» Passage provided:
● ● ● ● ● ● ●
# She won't walk with anyone other than me!



## canine_mommy (Dec 27, 2010)

I guess senior members can give more advice. But what pops in my mind immediately is, did you try walking her with someone else? You could hold the leash first while the other person walks with you. Then you could slowly start letting the other person walk her, while you walk beside them. Then after a couple of days, try falling back a bit, or walking away, walking ahead. Progress to leaving her for 1-2 minutes and then returning and continuing with the walk, as if nothing unusual happened. 

I think you could start that way. Have you already tried that? Rather than expecting her to walk with someone new all of a sudden, a gradual transition may help better.


----------



## Florabora22 (Nov 30, 2008)

Bump for more help.


----------



## sdain31y (Jul 5, 2010)

I can only imagine how frustrating this is for you. We also have a pet sitter that comes mid-day for a little attention and outside time, but I'd rather her not walk the pups. She has walked them when I've had to travel, but I prefer (and its just my over-protective, worry-about-everything streak) that she keeps them in the fenced back yard. Once less thing to worry about.
● ● ● ● ● ● ●
» Exercise inputs:
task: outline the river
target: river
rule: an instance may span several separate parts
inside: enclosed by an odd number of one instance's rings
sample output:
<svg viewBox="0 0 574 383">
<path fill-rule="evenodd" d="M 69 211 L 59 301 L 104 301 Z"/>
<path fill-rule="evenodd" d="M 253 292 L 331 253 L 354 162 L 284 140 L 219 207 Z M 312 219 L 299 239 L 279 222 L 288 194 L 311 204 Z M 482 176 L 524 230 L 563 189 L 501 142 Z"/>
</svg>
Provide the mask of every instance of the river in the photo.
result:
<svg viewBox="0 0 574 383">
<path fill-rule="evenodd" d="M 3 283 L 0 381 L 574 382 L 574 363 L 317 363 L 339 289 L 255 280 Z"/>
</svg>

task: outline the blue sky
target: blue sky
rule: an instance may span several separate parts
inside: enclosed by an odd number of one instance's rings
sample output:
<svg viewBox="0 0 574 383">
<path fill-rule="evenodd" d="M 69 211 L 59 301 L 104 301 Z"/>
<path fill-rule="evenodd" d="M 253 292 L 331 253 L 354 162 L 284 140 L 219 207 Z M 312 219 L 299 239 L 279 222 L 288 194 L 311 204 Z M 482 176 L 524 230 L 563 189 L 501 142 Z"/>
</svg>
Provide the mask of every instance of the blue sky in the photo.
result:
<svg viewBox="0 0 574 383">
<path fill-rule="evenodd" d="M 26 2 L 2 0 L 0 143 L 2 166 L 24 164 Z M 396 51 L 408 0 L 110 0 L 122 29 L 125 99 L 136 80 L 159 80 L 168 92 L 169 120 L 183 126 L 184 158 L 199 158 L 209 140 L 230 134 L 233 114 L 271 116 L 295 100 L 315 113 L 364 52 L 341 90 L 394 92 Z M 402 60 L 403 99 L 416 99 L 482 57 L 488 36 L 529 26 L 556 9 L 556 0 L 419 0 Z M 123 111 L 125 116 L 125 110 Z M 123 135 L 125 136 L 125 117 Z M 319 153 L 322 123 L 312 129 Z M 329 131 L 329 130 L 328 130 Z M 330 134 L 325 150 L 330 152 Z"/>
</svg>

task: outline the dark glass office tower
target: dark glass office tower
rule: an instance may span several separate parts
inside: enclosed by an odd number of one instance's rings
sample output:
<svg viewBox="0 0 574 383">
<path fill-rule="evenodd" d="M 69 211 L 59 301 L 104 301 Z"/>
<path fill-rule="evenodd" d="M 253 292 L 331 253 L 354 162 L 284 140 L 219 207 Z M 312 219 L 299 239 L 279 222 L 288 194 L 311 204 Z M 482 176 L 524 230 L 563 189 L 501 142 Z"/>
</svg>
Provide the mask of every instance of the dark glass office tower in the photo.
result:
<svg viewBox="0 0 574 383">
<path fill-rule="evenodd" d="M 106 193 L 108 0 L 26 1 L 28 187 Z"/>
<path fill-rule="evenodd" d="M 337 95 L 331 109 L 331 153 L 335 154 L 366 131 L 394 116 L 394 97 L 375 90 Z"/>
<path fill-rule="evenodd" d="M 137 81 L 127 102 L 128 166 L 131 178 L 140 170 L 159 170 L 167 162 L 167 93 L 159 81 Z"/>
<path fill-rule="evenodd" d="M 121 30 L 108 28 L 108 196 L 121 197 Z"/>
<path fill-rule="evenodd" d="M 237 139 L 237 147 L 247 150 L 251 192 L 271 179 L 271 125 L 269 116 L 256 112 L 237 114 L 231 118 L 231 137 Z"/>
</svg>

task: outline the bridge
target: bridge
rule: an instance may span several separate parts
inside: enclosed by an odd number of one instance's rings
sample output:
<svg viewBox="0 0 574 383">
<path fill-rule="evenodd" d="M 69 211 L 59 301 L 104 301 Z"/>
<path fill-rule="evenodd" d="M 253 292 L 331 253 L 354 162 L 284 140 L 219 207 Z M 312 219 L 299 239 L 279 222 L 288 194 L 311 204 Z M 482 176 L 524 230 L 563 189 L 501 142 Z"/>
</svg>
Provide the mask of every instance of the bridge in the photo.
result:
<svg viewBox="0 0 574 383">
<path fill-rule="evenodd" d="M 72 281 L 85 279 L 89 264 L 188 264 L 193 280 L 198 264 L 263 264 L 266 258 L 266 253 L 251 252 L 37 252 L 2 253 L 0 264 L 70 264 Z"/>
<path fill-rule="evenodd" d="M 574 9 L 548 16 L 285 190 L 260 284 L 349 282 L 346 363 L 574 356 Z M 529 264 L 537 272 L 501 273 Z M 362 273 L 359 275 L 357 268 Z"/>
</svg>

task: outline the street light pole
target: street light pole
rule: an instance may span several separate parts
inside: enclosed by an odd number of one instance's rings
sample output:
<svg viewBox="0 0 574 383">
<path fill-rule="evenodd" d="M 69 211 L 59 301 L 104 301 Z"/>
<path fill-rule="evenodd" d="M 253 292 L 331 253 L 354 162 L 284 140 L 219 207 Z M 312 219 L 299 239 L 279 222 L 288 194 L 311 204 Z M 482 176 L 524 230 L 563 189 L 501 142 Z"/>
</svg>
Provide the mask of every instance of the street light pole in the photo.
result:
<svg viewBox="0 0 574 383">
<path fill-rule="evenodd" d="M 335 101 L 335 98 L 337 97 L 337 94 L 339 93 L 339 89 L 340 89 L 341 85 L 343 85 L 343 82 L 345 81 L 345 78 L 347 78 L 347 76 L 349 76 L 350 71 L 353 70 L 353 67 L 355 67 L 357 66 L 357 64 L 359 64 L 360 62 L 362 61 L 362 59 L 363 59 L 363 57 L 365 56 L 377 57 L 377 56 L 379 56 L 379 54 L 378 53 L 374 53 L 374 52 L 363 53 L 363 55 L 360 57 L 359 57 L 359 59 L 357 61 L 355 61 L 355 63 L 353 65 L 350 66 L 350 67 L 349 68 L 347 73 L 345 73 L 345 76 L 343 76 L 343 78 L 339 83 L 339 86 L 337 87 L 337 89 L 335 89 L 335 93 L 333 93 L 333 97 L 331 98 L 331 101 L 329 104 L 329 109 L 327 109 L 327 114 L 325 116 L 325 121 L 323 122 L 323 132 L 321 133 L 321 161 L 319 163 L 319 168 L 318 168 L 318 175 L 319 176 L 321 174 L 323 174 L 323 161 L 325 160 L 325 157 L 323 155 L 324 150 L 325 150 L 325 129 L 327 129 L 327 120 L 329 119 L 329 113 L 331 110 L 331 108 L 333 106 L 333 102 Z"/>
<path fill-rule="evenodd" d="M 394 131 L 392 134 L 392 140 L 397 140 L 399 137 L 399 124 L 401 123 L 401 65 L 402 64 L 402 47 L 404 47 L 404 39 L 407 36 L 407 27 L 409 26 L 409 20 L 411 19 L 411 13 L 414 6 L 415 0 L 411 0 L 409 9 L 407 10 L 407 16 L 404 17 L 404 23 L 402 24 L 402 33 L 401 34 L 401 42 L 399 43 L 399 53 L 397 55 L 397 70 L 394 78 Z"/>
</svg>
● ● ● ● ● ● ●
» Exercise tasks:
1. List the usernames of everyone who posted in the forum thread.
2. Find each line of the records containing the word "street", matching case exactly, and copy those lines.

» Solutions in order:
1. canine_mommy, Florabora22, sdain31y

2.
task: outline the street light pole
target: street light pole
Provide the mask of every instance of the street light pole in the photo.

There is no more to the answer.